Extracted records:
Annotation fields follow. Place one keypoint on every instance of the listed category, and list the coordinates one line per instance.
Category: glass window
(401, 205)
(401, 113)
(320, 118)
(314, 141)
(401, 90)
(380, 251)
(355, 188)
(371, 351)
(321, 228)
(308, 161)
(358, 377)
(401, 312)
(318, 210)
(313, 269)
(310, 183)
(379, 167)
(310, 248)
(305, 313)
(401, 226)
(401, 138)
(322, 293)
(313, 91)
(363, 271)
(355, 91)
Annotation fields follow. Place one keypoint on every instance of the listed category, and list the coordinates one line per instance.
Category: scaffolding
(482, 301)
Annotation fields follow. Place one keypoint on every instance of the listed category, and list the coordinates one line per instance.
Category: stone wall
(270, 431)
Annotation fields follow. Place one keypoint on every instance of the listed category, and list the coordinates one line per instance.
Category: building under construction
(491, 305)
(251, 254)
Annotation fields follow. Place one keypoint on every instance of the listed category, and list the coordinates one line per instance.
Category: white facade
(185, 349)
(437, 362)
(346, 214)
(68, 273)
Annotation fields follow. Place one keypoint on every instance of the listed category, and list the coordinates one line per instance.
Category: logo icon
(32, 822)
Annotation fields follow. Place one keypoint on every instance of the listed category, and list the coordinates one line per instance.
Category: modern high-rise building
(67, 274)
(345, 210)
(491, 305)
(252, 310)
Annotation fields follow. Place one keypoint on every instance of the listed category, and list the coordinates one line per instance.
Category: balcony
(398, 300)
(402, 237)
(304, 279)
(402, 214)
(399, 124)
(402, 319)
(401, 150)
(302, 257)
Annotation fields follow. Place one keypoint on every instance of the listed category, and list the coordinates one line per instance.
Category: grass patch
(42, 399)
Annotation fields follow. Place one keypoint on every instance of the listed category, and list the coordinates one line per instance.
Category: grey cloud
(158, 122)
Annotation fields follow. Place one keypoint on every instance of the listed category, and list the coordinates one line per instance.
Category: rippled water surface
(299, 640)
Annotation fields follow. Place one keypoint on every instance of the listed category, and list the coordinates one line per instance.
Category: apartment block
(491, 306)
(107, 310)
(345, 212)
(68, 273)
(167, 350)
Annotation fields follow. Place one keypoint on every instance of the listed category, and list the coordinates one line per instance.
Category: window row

> What you need to do: Every line above should be written out again exactly as it stands.

> Result for this exercise:
Annotation fields follow. Place one keypoint on every instance of the listed category, and list the coordinates one line per instance.
Category: glass window
(401, 205)
(401, 113)
(320, 118)
(314, 141)
(401, 90)
(380, 251)
(355, 188)
(371, 351)
(321, 228)
(308, 161)
(358, 377)
(401, 312)
(318, 210)
(313, 269)
(310, 183)
(379, 167)
(310, 248)
(305, 313)
(401, 226)
(401, 138)
(322, 293)
(313, 91)
(363, 271)
(355, 91)
Annotation fields follow. Place one keypoint on every instance of the listed category, and list the coordinates one line per instance.
Category: scaffolding
(482, 301)
Annotation fields follow. Place one keypoint on every instance of the listed category, and list the coordinates one line per instance.
Category: stone wall
(270, 431)
Annotation fields follow. Place one keypoint on every instance of the listed category, and list the coordinates one line per instance.
Category: building under construction
(491, 305)
(251, 254)
Annotation fields follow. Place one keypoint on every instance of the listed category, and list the coordinates one line per instance.
Category: white facade
(185, 349)
(437, 362)
(346, 214)
(68, 273)
Annotation fields follow. Place one keypoint on every instance of the listed category, and list the coordinates one line per instance.
Category: logo icon
(32, 822)
Annotation fields follow. Place one keypoint on every instance of the listed category, and list the coordinates one line per instance.
Category: modern high-rise building
(67, 274)
(345, 210)
(491, 305)
(252, 310)
Annotation fields follow. Place one keypoint on every instance of the listed category, and list the coordinates one line per instance.
Category: balcony
(398, 300)
(402, 237)
(304, 279)
(402, 214)
(399, 124)
(402, 319)
(401, 150)
(302, 257)
Annotation fields follow. Place one keypoint on every instance of the listed category, and list the coordinates one line per instance.
Category: grass patch
(42, 399)
Annotation fields follow. Place one keypoint on every instance of the listed category, and list the coordinates one line per instance.
Category: grey cloud
(158, 122)
Annotation fields follow. Place one keypoint on every instance of the listed category, and list the coordinates one line per instance.
Category: rippled water surface
(299, 640)
Annotation fields follow. Place one keypoint on every instance of the listed category, and list the coordinates one line per instance.
Category: apartment block
(491, 306)
(107, 310)
(345, 212)
(68, 273)
(167, 350)
Annotation fields follow. Place one keypoint on every instance of the listed category, and list the coordinates one line per instance.
Category: window row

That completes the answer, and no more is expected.